= INSTRUCTIONS FOR THE TASK =
Write the material out again in full, exactly.

Collection entries
------------------------------------

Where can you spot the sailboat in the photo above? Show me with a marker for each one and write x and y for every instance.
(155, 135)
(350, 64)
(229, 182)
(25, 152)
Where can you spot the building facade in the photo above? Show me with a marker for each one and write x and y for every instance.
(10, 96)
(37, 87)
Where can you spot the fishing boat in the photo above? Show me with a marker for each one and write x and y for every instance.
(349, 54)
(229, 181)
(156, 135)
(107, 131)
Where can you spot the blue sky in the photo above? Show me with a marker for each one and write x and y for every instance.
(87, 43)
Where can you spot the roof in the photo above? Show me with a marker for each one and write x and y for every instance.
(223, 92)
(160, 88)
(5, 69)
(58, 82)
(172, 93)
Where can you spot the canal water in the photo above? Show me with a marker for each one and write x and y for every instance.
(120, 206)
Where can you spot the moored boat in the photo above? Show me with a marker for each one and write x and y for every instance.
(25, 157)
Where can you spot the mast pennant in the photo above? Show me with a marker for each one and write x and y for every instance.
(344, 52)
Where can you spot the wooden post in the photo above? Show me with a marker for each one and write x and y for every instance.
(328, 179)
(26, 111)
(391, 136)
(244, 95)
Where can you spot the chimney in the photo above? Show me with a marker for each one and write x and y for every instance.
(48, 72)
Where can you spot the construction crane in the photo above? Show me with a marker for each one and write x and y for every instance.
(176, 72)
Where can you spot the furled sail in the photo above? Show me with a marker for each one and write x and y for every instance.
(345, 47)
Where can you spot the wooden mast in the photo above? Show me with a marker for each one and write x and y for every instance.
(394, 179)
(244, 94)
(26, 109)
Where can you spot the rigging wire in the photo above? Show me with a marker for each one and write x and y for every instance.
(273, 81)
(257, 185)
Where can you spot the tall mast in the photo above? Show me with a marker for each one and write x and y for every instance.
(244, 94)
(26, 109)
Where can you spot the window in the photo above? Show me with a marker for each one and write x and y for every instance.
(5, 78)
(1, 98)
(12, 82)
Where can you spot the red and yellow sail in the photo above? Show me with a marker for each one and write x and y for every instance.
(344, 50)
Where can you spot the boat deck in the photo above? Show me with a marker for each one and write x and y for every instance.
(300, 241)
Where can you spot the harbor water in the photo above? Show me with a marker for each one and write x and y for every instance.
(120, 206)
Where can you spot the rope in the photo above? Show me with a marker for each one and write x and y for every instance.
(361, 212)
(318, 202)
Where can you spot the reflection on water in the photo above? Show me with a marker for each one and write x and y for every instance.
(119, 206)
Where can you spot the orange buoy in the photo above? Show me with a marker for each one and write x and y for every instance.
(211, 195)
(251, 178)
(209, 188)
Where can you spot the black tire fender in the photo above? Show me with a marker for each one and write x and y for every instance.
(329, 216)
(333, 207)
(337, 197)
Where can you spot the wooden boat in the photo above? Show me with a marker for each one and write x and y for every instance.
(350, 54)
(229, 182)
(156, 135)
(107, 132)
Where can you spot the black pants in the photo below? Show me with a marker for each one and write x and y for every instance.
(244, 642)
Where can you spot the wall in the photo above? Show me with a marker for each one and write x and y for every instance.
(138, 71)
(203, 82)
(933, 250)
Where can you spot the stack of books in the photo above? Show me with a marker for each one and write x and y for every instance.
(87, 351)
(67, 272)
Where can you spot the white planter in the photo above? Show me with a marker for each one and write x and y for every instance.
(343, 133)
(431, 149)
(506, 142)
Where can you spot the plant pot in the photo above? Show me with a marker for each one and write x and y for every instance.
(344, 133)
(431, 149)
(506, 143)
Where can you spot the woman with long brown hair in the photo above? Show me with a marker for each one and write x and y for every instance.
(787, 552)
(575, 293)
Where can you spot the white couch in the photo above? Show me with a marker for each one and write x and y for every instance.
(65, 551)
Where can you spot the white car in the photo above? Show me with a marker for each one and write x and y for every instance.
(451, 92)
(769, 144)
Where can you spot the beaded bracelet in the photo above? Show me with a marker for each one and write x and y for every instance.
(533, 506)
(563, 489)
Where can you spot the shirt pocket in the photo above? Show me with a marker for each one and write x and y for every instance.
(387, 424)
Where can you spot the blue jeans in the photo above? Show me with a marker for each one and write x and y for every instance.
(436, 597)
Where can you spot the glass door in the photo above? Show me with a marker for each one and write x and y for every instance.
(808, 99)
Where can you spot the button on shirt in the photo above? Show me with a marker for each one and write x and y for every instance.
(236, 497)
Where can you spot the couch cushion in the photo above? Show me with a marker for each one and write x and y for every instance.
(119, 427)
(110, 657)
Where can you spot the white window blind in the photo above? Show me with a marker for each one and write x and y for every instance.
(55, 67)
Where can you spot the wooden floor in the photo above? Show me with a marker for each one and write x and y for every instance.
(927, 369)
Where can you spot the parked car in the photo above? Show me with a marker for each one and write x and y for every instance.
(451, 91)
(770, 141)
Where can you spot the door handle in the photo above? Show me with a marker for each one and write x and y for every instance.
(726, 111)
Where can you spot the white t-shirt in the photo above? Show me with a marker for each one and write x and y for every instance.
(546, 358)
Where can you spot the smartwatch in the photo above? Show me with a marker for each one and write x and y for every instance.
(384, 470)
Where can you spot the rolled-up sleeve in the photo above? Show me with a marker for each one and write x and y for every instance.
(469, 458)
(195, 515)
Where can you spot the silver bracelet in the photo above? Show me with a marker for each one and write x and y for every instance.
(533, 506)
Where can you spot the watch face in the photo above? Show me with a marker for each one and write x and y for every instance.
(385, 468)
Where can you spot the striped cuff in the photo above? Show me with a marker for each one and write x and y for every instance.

------------------------------------

= THE OUTPUT =
Where can you spot the sailboat in the photo above? Show me with a marker for each one and write x and y for every instance.
(155, 135)
(350, 64)
(229, 182)
(25, 152)
Where can you spot the building facade in the photo above? Show me with a marker for each one and write x and y for every instance.
(10, 96)
(37, 87)
Where can you spot the fishing boat in the photo above? Show me with a marker for each one and write x and y for every instance.
(349, 54)
(229, 181)
(156, 135)
(107, 131)
Where can you spot the blue sky in the photo above? Show me with a marker for each one and write x and y for every instance.
(87, 43)
Where can you spot the roof in the photo above? Show me with a marker for each one and write x and y for every instance.
(223, 92)
(160, 88)
(5, 69)
(58, 82)
(172, 93)
Where can you spot the canal water in the photo above? Show me with a marker for each one and write x and y for every instance.
(120, 206)
Where can you spot the moored boat in the photo above? Show me with a marker for each one and write x and y for every instance.
(25, 157)
Where can you spot the mast pennant in the photo above? Show me with a marker for each one and write x and y for every instance.
(344, 52)
Where can you spot the wooden post in the photo above? Show me with a marker for each one and write x and y for every instance.
(328, 179)
(26, 111)
(391, 136)
(244, 95)
Where can you spot the chimney in the photo above? Show me with a marker for each one and write x and y for every instance.
(48, 72)
Where can you spot the construction crane in the photo above? Show me with a marker for each one and write x and y for every instance.
(176, 72)
Where can you spot the furled sail in the photo above? Show me with a marker for each one and write x and y for every instance.
(345, 47)
Where can you spot the wooden mast in the photo above? Show me with a marker for each one and write x and y for every instance.
(394, 179)
(244, 94)
(26, 109)
Where can you spot the rigging wire in the photo above? Show me with a marker for each one and write x and y for every instance.
(273, 81)
(257, 185)
Where can you spot the tall mast in the photo above? Show me with a marker for each one and write x and y for every instance.
(244, 94)
(26, 109)
Where can you spot the window in the photo above? Show me with a marker for each one and write x and y for every instance.
(5, 78)
(1, 98)
(12, 82)
Where can you spot the red and yellow sail in the photo above? Show me with a marker for each one and write x and y for every instance.
(344, 50)
Where can you spot the boat deck in the photo above? Show me with a marker for each one and write x and y for every instance.
(300, 241)
Where can you spot the harbor water in the photo above? Show me with a marker for each one and write x and y for every instance.
(120, 206)
Where can you spot the rope in the photo above? Show me with a marker for each one and write x and y for every instance.
(361, 212)
(318, 202)
Where can you spot the reflection on water in the photo above? Show me with a marker for each one and write x and y for every instance.
(119, 206)
Where can you spot the orange buoy in the photo above? Show me with a marker for each one and write x and y for every instance.
(211, 195)
(251, 178)
(209, 188)
Where can you spot the black tire fender in the photo above? Show me with a marker for each one and write x and y for every instance.
(329, 216)
(333, 207)
(337, 197)
Where can you spot the wooden boat in the photo above? Show me with a marker for each one and write x and y for every instance.
(350, 54)
(229, 182)
(156, 135)
(107, 132)
Where can you spot the black pants in the photo below? Show me with a marker for each one and write x and y for every instance.
(244, 642)
Where can you spot the wall in the photo above? Show me with a marker for each one and write x and y for every instance.
(138, 71)
(203, 82)
(933, 250)
Where can you spot the stack of books in the photo above? Show me with a marker for each one and write x and y for every instance.
(87, 351)
(67, 272)
Where can you spot the white planter in the photo above? Show me with a marker for each one and write x and y for every instance.
(343, 133)
(431, 149)
(506, 142)
Where can you spot the plant pot in the photo above? Show me with a marker for each one and write x and y for every instance.
(344, 133)
(431, 149)
(506, 143)
Where can you spot the woman with long brown hair in the photo above? Show me with a marker for each one and write x and y for every instance.
(787, 552)
(575, 293)
Where can you spot the white couch in the photo above? Show me with a marker for each one and write x and y for every instance.
(65, 551)
Where can you spot the white car in the photo above? Show me with a marker for each one and write x and y for every instance.
(451, 92)
(769, 144)
Where can you spot the beaded bracelet in the photo above? Show me with a marker for each one and write x and y for every instance.
(533, 506)
(563, 489)
Where can you spot the shirt pocket in the photo above? Show me with a marker for each one and write x and y for every instance.
(387, 424)
Where can you spot the blue jeans in the photo above? Show me with a marker for each one and write x and y for every instance.
(436, 597)
Where can you spot the glass door in the photo above? Show me with a marker for each one and write x and y for every instance.
(808, 99)
Where can you spot the button on shirt in the photo above? Show me with a marker for each one and write x and y for every instance.
(236, 497)
Where can you spot the couch cushion in the photo above? Show me with a marker for each one and write x and y for every instance.
(119, 427)
(110, 657)
Where can you spot the white window blind in the photo above? Show me with a marker for each one and write x and y for every instance.
(55, 67)
Where can you spot the wooden floor in the photo above? Show me with a marker for each one and write x and y for every instance.
(927, 369)
Where can you spot the parked car in the photo above? Show me with a marker for each one and write x and y for every instance.
(451, 91)
(770, 141)
Where can you spot the door handle in the photo above? Show me with a marker for each one and write x and y for every instance.
(726, 111)
Where can you spot the white t-shirt in the photo above? Show me with a marker for each one and write x and y for every instance.
(546, 358)
Where can you spot the smartwatch in the photo above? Show me with a marker for each one and write x and y for every instance.
(384, 470)
Where can you spot the rolled-up sleeve in the photo above? Show me with a marker for each one and write x and y for every instance.
(469, 458)
(195, 515)
Where can you spot the silver bracelet in the photo above? Show me with a marker for each one and write x and y for every instance.
(533, 506)
Where can you spot the watch face in the photo above? Show me with a marker for each one and write x and y for every instance.
(385, 468)
Where can you spot the striped cuff in the photo above? Show me with a marker for each one and write x and y for every instance.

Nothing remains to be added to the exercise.